*WHAT YOU WILL DO*. Reproduce each of the following records verbatim, keeping every line as it appears.

*PROVIDED RECORDS*.
┄┄┄┄┄┄┄┄┄┄

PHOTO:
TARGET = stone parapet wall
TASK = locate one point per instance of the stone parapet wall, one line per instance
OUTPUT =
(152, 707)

┄┄┄┄┄┄┄┄┄┄

*WRITTEN RESPONSE*.
PHOTO:
TARGET = stone parapet wall
TASK = locate one point per instance of the stone parapet wall, one line per instance
OUTPUT =
(152, 707)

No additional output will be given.